* What to work on: Reproduce the records below exactly, but leave their pictures out of the copy.

(Natural language region descriptions)
◆ ◆ ◆
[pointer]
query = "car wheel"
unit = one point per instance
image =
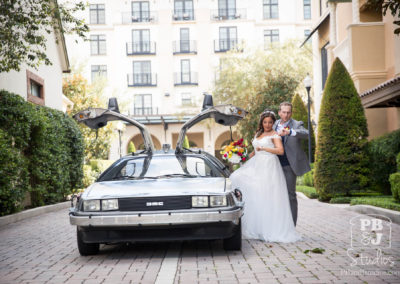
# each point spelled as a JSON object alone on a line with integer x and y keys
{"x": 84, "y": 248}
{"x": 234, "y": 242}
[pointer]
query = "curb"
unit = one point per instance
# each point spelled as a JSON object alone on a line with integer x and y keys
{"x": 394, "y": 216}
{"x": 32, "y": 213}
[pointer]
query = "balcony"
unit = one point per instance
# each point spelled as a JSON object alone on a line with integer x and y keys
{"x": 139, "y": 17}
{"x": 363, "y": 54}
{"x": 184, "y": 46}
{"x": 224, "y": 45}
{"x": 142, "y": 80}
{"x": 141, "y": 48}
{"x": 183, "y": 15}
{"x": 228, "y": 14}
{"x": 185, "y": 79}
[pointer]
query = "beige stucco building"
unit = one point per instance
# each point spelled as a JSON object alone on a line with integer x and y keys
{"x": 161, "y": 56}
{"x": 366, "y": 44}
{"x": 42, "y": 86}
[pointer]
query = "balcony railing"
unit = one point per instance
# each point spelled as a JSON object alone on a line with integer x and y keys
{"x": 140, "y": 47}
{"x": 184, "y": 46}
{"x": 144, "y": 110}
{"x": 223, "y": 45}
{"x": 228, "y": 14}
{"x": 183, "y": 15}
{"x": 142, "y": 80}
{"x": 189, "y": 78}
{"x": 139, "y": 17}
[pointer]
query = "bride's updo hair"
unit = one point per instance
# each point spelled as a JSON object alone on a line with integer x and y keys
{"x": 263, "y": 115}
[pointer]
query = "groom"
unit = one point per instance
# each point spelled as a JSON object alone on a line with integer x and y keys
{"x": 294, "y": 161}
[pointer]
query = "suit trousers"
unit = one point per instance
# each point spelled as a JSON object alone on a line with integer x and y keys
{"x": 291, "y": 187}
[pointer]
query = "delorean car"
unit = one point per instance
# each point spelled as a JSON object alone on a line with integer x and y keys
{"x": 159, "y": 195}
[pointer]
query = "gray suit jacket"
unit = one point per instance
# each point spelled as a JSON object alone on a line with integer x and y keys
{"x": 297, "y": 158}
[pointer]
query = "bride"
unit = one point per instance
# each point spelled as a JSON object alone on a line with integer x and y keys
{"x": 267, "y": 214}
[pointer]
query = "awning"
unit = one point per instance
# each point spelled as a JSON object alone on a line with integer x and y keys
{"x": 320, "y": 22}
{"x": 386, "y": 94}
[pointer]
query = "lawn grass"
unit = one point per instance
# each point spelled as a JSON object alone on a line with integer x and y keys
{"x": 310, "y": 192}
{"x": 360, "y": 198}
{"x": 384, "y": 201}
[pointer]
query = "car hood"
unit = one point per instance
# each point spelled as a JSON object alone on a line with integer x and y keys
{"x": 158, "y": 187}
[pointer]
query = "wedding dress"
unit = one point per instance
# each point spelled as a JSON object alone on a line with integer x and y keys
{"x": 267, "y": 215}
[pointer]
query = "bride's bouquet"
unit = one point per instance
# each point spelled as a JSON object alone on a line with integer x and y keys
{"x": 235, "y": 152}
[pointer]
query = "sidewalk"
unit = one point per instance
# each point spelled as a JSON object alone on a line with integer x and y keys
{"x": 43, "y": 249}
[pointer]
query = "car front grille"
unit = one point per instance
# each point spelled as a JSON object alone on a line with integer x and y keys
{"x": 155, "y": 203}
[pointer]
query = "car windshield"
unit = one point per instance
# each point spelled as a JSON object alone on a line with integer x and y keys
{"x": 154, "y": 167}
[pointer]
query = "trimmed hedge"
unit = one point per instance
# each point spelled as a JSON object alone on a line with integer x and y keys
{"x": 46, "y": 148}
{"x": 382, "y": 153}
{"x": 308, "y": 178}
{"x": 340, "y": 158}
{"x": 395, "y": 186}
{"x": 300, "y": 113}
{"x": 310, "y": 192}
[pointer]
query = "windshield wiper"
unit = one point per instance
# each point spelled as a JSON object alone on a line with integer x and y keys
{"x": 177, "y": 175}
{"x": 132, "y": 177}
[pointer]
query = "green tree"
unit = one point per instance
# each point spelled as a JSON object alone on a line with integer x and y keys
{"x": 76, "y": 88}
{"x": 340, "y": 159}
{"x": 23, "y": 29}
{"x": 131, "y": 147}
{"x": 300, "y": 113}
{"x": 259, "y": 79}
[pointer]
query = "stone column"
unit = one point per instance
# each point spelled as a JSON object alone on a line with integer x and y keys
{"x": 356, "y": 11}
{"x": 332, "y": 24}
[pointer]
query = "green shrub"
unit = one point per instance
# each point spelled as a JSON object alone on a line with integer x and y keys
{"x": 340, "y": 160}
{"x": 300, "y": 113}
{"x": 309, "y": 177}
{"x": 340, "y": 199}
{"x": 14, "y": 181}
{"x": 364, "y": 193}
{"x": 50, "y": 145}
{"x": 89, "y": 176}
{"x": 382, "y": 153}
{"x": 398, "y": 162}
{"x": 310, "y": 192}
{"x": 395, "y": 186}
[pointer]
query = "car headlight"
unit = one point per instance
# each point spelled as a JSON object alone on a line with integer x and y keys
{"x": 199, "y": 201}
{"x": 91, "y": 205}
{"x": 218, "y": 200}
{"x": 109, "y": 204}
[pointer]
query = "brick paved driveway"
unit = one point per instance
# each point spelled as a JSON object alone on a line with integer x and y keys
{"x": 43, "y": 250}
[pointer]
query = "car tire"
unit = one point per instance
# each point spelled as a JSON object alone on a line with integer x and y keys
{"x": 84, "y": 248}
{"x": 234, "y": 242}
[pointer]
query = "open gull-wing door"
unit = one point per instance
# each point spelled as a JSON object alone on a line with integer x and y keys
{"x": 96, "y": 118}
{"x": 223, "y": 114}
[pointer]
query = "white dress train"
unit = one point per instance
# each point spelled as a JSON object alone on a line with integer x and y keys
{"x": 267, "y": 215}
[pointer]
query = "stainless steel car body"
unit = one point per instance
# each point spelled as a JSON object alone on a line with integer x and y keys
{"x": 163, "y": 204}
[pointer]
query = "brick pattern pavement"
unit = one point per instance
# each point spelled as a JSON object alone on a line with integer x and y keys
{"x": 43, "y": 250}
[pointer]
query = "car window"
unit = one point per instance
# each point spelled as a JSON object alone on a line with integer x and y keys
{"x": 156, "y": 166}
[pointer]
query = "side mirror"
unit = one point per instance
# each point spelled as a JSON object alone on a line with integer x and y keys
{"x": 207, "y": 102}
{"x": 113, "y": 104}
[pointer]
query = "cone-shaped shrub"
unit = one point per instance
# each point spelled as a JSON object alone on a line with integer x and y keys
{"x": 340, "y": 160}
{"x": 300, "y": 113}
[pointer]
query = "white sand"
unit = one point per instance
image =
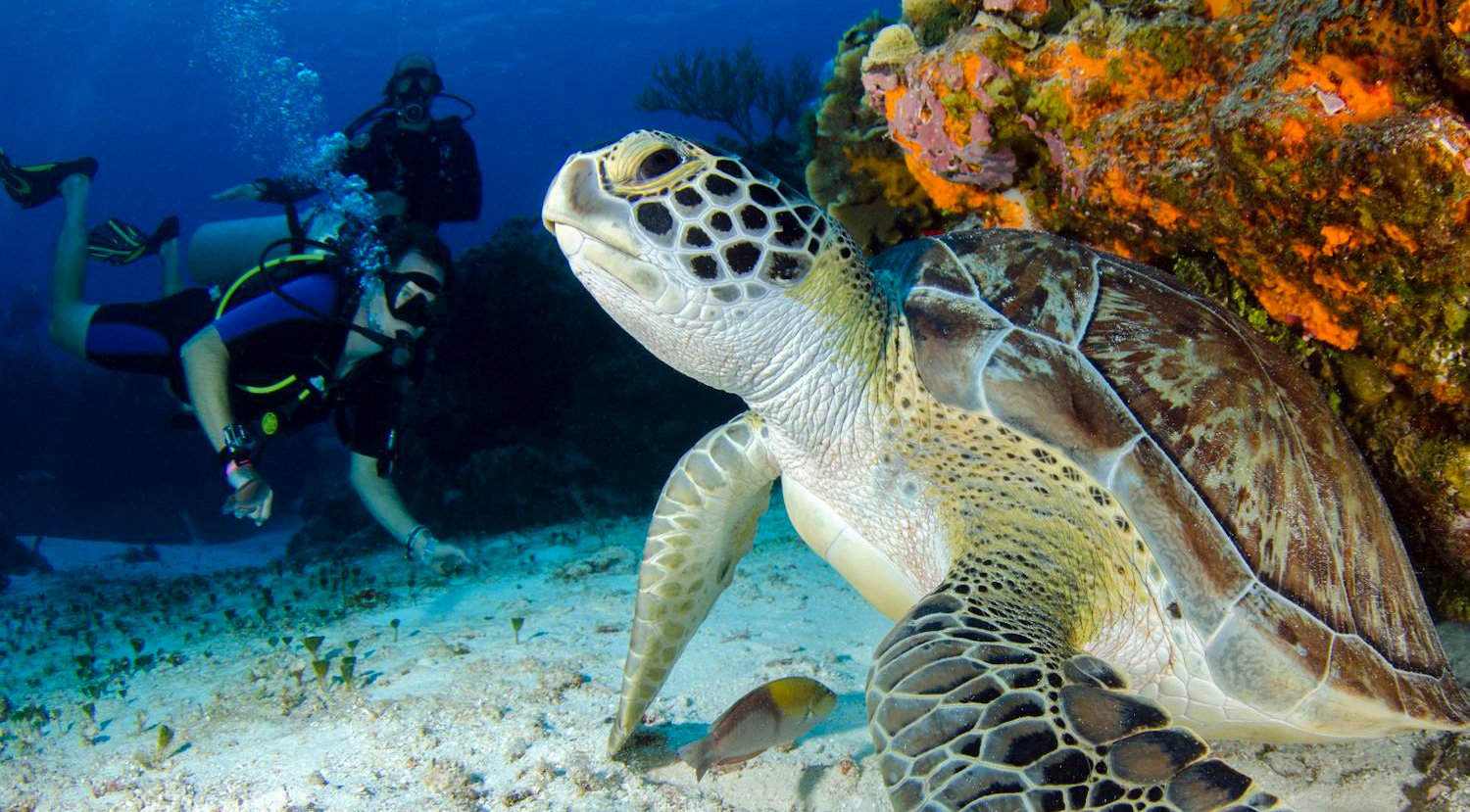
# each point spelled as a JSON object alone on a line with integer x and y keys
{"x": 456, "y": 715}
◆ ◆ ◆
* Final answer:
[pointer]
query = "car wheel"
unit = one point per instance
image =
# each point spelled as a JSON object alone on a line with integer x and y keys
{"x": 84, "y": 248}
{"x": 234, "y": 242}
[pointer]
query = "curb"
unit = one point per instance
# each point spelled as a JSON object alone on a line with integer x and y keys
{"x": 394, "y": 216}
{"x": 32, "y": 213}
[pointer]
query = "balcony"
unit = one point per instance
# each point spelled as a JSON object alone on a line with integer x and y keys
{"x": 139, "y": 17}
{"x": 363, "y": 54}
{"x": 184, "y": 46}
{"x": 224, "y": 45}
{"x": 142, "y": 80}
{"x": 141, "y": 48}
{"x": 183, "y": 15}
{"x": 228, "y": 14}
{"x": 185, "y": 79}
[pointer]
query = "beige stucco building"
unit = one point per instance
# each point spelled as a JSON object alone on a line with integer x and y keys
{"x": 161, "y": 56}
{"x": 366, "y": 44}
{"x": 42, "y": 86}
[pointer]
query = "balcony railing"
unit = one point per instance
# each point spelled as a JSON object alone on a line with integer x and y keys
{"x": 140, "y": 47}
{"x": 184, "y": 46}
{"x": 144, "y": 110}
{"x": 223, "y": 45}
{"x": 228, "y": 14}
{"x": 183, "y": 15}
{"x": 142, "y": 80}
{"x": 189, "y": 78}
{"x": 139, "y": 17}
[pointer]
query = "bride's updo hair"
unit = one point per instance
# each point spelled as a JSON object alone on a line with integer x and y keys
{"x": 263, "y": 115}
[pointer]
query = "groom"
unit = one point per instance
# each point spelled as a JSON object alone on a line with integer x and y keys
{"x": 294, "y": 161}
[pointer]
query = "suit trousers"
unit = one point per instance
# each point spelled as a JSON object alone on a line with integer x and y keys
{"x": 291, "y": 187}
[pointer]
query = "delorean car"
unit = one point per instance
# each point spelled as a JSON object alone on a line with integer x and y keys
{"x": 159, "y": 195}
[pointer]
query = "gray suit jacket"
unit = one point per instance
# each point spelled as a JSON object alone on a line with integer x and y keys
{"x": 297, "y": 158}
[pointer]
query = "bride"
unit = one point per instance
# each point spelled as a JSON object alone on a line with integer x and y keys
{"x": 267, "y": 214}
[pointer]
query = "awning"
unit = one point per instance
# each point spelled as a JSON object alone on a line with integer x and y keys
{"x": 320, "y": 22}
{"x": 386, "y": 94}
[pointer]
query = "lawn grass"
unit = one point per instance
# each point spelled as a JSON object alone on a line with integer x and y keys
{"x": 310, "y": 192}
{"x": 360, "y": 198}
{"x": 384, "y": 201}
[pointer]
query = "car hood"
unit = one point per instance
# each point spelled as a JSON object alone on a line with integer x and y keys
{"x": 158, "y": 187}
[pointer]
query = "wedding dress"
unit = one point per instance
# each point spelled as a JSON object alone on a line with integer x and y keys
{"x": 267, "y": 215}
[pointer]
query = "bride's bouquet"
unit = one point per instance
# each point spelled as a JSON object alone on a line with integer x and y keys
{"x": 235, "y": 152}
[pointer]
query = "sidewalk"
unit = one point per instance
# each point spelled as a JSON object alone on a line with integer x and y keys
{"x": 43, "y": 249}
[pointer]
query = "car front grille"
unit = one point per instance
# each point spelled as a JSON object alone on a line with integer x and y keys
{"x": 155, "y": 203}
[pointer]
query = "car windshield"
unit = one point per instance
# each point spelled as a JSON object alone on a line with integer x and y keys
{"x": 154, "y": 167}
[pointer]
query = "trimmed hedge"
unit = one point per instance
# each point spelled as a JSON object alone on a line with integer x and y keys
{"x": 46, "y": 148}
{"x": 382, "y": 153}
{"x": 308, "y": 178}
{"x": 340, "y": 158}
{"x": 395, "y": 186}
{"x": 300, "y": 113}
{"x": 310, "y": 192}
[pointer]
query = "windshield wiper"
unit = one point per instance
# each point spelled as a JSON object alone on a line with integer x and y keys
{"x": 177, "y": 175}
{"x": 132, "y": 177}
[pointer]
query = "green tree"
unit = one point per instance
# each point spelled as a JSON object alone on a line with integer x and y keys
{"x": 76, "y": 88}
{"x": 340, "y": 159}
{"x": 23, "y": 29}
{"x": 131, "y": 147}
{"x": 300, "y": 113}
{"x": 259, "y": 79}
[pointer]
query = "stone column"
unit = one point per instance
# each point spelled as a JSON object alone on a line with integer x and y keys
{"x": 356, "y": 11}
{"x": 332, "y": 24}
[pointer]
query = "green shrub"
unit = one point per instance
# each point spelled as a JSON object alone on a line with integer x and y keys
{"x": 340, "y": 160}
{"x": 300, "y": 113}
{"x": 309, "y": 177}
{"x": 340, "y": 199}
{"x": 14, "y": 181}
{"x": 364, "y": 193}
{"x": 50, "y": 145}
{"x": 89, "y": 176}
{"x": 382, "y": 153}
{"x": 398, "y": 162}
{"x": 310, "y": 192}
{"x": 395, "y": 186}
[pointer]
query = "car headlight"
unit = one point per instance
# each point spelled as a JSON object alone on a line with integer x and y keys
{"x": 199, "y": 201}
{"x": 91, "y": 205}
{"x": 218, "y": 200}
{"x": 109, "y": 204}
[pointer]
query = "brick paved driveway"
unit = one point per instance
# each point spelled as a JSON object alone on a line with integer x and y keys
{"x": 43, "y": 250}
[pointer]
query = "car tire"
unit = one point per instance
# each point spelled as a JSON object alone on a line with integer x and y keys
{"x": 84, "y": 248}
{"x": 234, "y": 242}
[pointer]
query = "open gull-wing door"
unit = one point per instance
# each point spelled as a JSON object alone on a line with integer x and y keys
{"x": 96, "y": 118}
{"x": 223, "y": 114}
[pointer]
query = "white dress train"
unit = one point per instance
# each point spelled as a JSON object alone on a line with integer x and y keys
{"x": 267, "y": 215}
[pointer]
query = "stainless steel car body"
unit = one point per instance
# each point spelled as a JSON object alone on a line with integer x and y keys
{"x": 163, "y": 204}
[pointer]
query = "brick pattern pavement"
unit = one point per instance
# each point spelled as a JSON object alone on a line with integer x and y keys
{"x": 43, "y": 250}
[pointer]
query = "car window"
unit = one point per instance
# each point spelled as a JSON object alone on a line with integer x and y keys
{"x": 156, "y": 166}
[pointer]
query = "side mirror"
unit = one point per instance
# each point spelled as a JSON object alone on a line with integer x and y keys
{"x": 207, "y": 102}
{"x": 113, "y": 104}
[pointer]
query = "cone-shaped shrub"
unit = one point per instance
# each point spelled as a JSON object alone on a line with integer x and y keys
{"x": 340, "y": 160}
{"x": 300, "y": 113}
[pointer]
query = "white sand"
unit = one point per instance
image =
# each point spelled as a JSON object alone on a line with integer x and y keys
{"x": 456, "y": 715}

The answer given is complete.